Source excerpt —
****************************************

They say he was born 72 years ago last Thursday, but don't believe it. McGuire dropped straight out of Guys and Dolls with a martini in one hand and a basketball in the other.

It wasn't just that he took an obscure Catholic school called Marquette to the NCAA basketball title in 1977. It wasn't just that he was **** Vitale 10 years before Vitale was Vitale. It wasn't just that he was to college hoops what Bill Veeck was to baseball. It was how much damn fun we had watching him do it.

He was coaching's street genius, but coaching was only "a coffee break," he always said, compared with tending bar at his father's tavern in Queens, N.Y., jumping feetfirst over the bar to finish fights. Or to start them. To McGuire, basketball was a circus tent, and he was the barker. He'd spend all week selling the game ("I always check the four corner seats [in the arena]," he'd say. "If they're sold, I know I've done my job"), yet he'd only show up seconds before tip-off. When he beat Dean Smith and North Carolina for the title, the same night Rocky won Best Picture, he left the bench seconds after the game was over -- out of coaching forever at 48 -- and wept.

You could learn more about life in a weekend at McGuire's elbow than in a year at Oxford. No matter where he was, he'd find the bar nearest the bus station because, he said, it would have the best jukebox in town. He liked "the paper napkin places, not the cloth," and he always checked the waitress's ankles. If they were dirty, the chili was going to be good. "Al loved mystery meats and secret sauces," says his former assistant Rick Majerus, who's now the coach at Utah. You had to drag McGuire out of his house to recruit a kid across the street, but he'd ride hours on his Kawasaki to get to a flea market, where he'd haggle over toy soldiers and old magazines and stained-glass windows, which he'd ship off to friends, a little chunk of beauty, C.O.D.

"We call him Fox because he's always a tough negotiator," says his best friend, Jerry Savio. "The next nickel he loses will be his first. He'd run you over for a $2 Nassau, but if you asked him for $10,000, he'd give it to you in cash -- out of a jar." He had millions but drove a Ford Falcon. With no radio. He made millions from NBC and CBS, but wherever he'd shop, he'd ask the salesman, "Do you honor the clergy discount?"

Yet he cared 100 times less for millionaires than he did for the 12th guy on his bench. He built his program with mostly inner-city kids, and he kept his promises to them. He'd take them to plays. He'd get their teeth fixed for free. When star forward Jim Chones became one of the first underclassmen to go pro, McGuire shrugged and said, "I looked in my fridge, and it was full. I looked in Jim's, and it was empty. Easy choice."

If you knew him, you'd swear he was one of the best friends you had, but he probably couldn't remember your name. Hell, he needed name tags for his family. A fat player was Butterball. A tall one was Treetops. Dean Meminger became The Dream. He was hopeless broadcasting the 1988 Olympics. The play-by-play of a game involving the Soviet Union turned into "Igor the Terrible passes to the Red Machine!"

McGuire popularized such sports terminology as Hail Mary pass, aircraft carrier, prime time and blue chip. As a pit-bull New York Knicks guard in the early 1950s, he once showed up at center court with a knife, fork and plate and hollered, "I'm gonna eat Cousy for dinner!" As an NBC broadcaster he showed up at Duke in safari gear, brandishing a whip and a chair in front of the students. On the air he championed the Wyoming State Porcupines, 26th-best team in the country, not bad considering he and his pals invented them.

****************************************

Material provided —
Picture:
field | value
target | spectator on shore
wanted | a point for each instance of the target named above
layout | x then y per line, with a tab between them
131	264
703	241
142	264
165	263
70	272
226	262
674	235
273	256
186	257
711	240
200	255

****************************************

What you need to do —
a – Answer these questions from the McGuire excerpt:
(i) Which Catholic school did McGuire lead to the NCAA basketball title in 1977?
(ii) What car did he drive despite having millions?
(iii) What nickname did Dean Meminger get?
b – Reproduce the McGuire excerpt from "He was coaching's" up to and including "-- and wept.".
The rows are separate material from the McGuire excerpt.

Per-task answers —
a –
(i) Marquette
(ii) A Ford Falcon, with no radio
(iii) The Dream

b –
He was coaching's street genius, but coaching was only "a coffee break," he always said, compared with tending bar at his father's tavern in Queens, N.Y., jumping feetfirst over the bar to finish fights. Or to start them. To McGuire, basketball was a circus tent, and he was the barker. He'd spend all week selling the game ("I always check the four corner seats [in the arena]," he'd say. "If they're sold, I know I've done my job"), yet he'd only show up seconds before tip-off. When he beat Dean Smith and North Carolina for the title, the same night Rocky won Best Picture, he left the bench seconds after the game was over -- out of coaching forever at 48 -- and wept.